Task item:
When copying the listing below, skip every picture and keep each word as it stands.

Records for this exercise:
━━━

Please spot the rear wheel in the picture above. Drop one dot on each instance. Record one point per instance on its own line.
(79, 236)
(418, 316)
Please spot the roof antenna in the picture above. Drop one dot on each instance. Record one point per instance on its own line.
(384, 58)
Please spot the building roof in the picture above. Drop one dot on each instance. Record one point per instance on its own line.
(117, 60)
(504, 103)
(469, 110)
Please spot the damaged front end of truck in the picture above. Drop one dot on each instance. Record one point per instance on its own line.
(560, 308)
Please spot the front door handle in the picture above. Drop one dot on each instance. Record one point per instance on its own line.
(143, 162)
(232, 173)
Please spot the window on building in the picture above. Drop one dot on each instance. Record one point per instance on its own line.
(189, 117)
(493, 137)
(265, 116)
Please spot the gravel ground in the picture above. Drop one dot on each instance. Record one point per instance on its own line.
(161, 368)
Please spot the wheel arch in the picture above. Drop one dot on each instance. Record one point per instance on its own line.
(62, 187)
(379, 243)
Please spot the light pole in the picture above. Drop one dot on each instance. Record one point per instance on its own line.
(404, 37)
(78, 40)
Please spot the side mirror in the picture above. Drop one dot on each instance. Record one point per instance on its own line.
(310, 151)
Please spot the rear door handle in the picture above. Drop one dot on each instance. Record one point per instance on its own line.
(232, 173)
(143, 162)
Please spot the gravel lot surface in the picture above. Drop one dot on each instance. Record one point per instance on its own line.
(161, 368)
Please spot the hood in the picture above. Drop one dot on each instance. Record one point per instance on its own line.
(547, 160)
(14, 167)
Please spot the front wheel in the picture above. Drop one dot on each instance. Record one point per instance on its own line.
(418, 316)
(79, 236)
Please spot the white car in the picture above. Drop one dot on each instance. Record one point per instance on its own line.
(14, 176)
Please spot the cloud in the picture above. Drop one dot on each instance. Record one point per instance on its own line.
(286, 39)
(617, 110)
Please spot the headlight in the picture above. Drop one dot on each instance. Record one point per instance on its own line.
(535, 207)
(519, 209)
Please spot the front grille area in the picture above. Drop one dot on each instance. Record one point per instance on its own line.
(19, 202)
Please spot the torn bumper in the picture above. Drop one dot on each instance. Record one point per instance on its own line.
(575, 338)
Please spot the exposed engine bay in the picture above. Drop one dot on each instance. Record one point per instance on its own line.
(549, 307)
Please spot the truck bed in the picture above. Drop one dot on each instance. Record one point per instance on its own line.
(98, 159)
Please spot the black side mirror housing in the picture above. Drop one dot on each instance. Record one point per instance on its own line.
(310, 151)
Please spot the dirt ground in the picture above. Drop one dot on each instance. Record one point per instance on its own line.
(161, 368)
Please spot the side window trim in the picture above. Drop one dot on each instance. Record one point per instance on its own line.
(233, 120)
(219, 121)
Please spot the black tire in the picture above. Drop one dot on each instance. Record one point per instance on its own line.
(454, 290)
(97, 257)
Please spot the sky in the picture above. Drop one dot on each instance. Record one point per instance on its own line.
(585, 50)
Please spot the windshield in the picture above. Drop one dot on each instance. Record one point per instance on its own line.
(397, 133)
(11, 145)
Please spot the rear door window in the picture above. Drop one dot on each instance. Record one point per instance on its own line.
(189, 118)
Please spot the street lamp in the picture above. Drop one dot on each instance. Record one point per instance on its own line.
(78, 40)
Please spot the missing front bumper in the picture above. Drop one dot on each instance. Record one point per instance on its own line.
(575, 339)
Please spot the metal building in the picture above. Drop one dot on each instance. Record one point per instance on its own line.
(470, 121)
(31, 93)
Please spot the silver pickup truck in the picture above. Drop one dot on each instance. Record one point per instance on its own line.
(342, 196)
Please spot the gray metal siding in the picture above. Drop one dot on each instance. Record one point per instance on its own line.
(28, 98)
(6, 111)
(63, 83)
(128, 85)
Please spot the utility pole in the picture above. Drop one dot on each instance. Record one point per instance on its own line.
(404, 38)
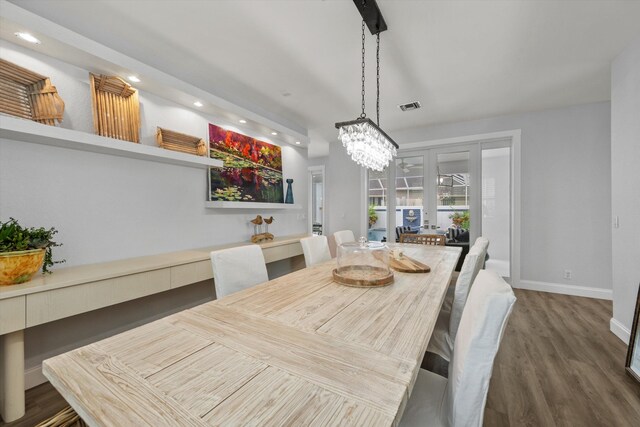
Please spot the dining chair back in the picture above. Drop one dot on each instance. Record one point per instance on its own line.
(482, 326)
(424, 239)
(483, 244)
(444, 332)
(236, 269)
(459, 401)
(343, 236)
(315, 250)
(472, 265)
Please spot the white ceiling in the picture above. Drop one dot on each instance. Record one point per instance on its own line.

━━━

Written reply:
Please spot the rear wheel in the picture above. Drop one dot on each instance. Record one point per instance on its own line.
(79, 236)
(418, 316)
Please spot the roof antenna in the picture above. Drop one dot on each instance. Record one point per instance on its own line.
(384, 58)
Please spot the building roof in the picture above. Drop one dot on each instance. Record one point per instance on its own line.
(117, 60)
(504, 103)
(469, 110)
Please spot the damaged front end of truck in the picture above. Drop one dot on each instance. Record one point per instance on its own line.
(560, 308)
Please spot the front door handle in the picture above. Drop one dot on each instance. Record one point per instance on its own line.
(143, 162)
(232, 173)
Please spot the window on building in the picture above. Drop one dot on each instance. Record one point per instance on its own line.
(189, 117)
(493, 137)
(265, 116)
Please spot the gravel ground in the picture above. Drop one dot on each instance. Record one point per instance on its own line.
(161, 368)
Please spot the wheel arch in the picture above. Drop one dot on each instance. Record one point per instance on its own line.
(62, 187)
(379, 243)
Please spot the light pole in the picture above. Drop one dot on each instance. Record one point per instance on its own line.
(404, 37)
(78, 40)
Please spot the side mirror in the picture above. Drop one dot on each instance. Record one point per instance on its own line.
(310, 151)
Please spot the rear door handle in the picture above. Drop one dot on each instance. Record one point per instance on its own line.
(232, 173)
(143, 162)
Please spot the gravel lot surface in the picture above. Drop one dot on each instance. Record one point per instance on its own line.
(161, 368)
Please spot the hood in the picture above. Drop one dot on each instance. Record one point per instance on its own line.
(547, 160)
(14, 167)
Please spot the front wheel in the picture above. Drop one dot on each instance. Record one point per instance on its own line.
(418, 316)
(79, 236)
Please spot the white car in the picture above. Drop one dot on each instance. Record one point per instance on its own line.
(14, 176)
Please spot the cloud in the picture above. Drop one dot on each instance. Record one point per instance on its own line.
(286, 39)
(617, 110)
Please spot the headlight in the picture above. Drop one dot on each instance. Record one point per instance on its own line.
(535, 207)
(519, 209)
Please spot the front grille area in the picture above. Drop one dot on each instance. Record one point per instance on its own line.
(19, 202)
Please spot the torn bumper in the picture above. Drop one dot on each instance. Record one point per instance on its own line.
(575, 338)
Please spot the exposed engine bay in the picture above. Drop one dot on each instance. Record one point per instance on its own line.
(549, 307)
Please spot the truck bed in the picture above. Drop one dot on each instance. Record one point per instance on its own line.
(98, 159)
Please spot the black side mirror housing in the picture above. Drop one dot on each instance. Record one point per instance on its own line.
(310, 151)
Please spot the dirt ground in the picture above. Drop one dot on each instance. Record one point per instance on its own line.
(161, 368)
Please spot the side window trim in the picture above. Drop one dot on each instance. Record one point per instance on its own line.
(233, 120)
(219, 121)
Please spot the black tire in the picture above. Drop one dot on each instance. Record one point per instance on its own line.
(454, 290)
(97, 257)
Please spot the sky in the picture above. Drop one dot on each instance. Record one point per instance on its own line.
(585, 50)
Please spot the windshield in the picture above. Drop one dot on each instance. Record one point per instance on its own line.
(397, 133)
(11, 145)
Please spot the rear door window in the picture above. Drop one dot on each instance. Record one point per instance on its own line.
(189, 118)
Please spot the street lamp in the picture above. Drop one dot on each instance. Record one point per instance on its own line.
(78, 40)
Please spot the missing front bumper in the picture above. Drop one dot on each instance. Record one point per instance on its own line.
(575, 339)
Please spot the metal building in the picture above. Drop one dot on each instance. Record one point per instance on its own line.
(470, 121)
(31, 93)
Please spot the silver pickup truck in the picture above. Drop one dot on each instance. Record one point per instance on its own line.
(342, 196)
Please spot the gray metal siding in the picture above. Drop one dot on each instance. Record one point per instance on its own line.
(28, 98)
(6, 111)
(63, 83)
(128, 85)
Please spot the utility pole in the picture above. Drop one dot on each instance. Record one point per instance on its own line.
(404, 38)
Please spot the dining chair back in the picture above. Drop one dot on each instance. Record one point per instance on its own line.
(482, 326)
(424, 239)
(483, 244)
(444, 332)
(236, 269)
(459, 401)
(343, 236)
(315, 250)
(472, 265)
Please spot the white ceiling in the picture above. Drop one dot on each instance. Record one point per instance on its own line.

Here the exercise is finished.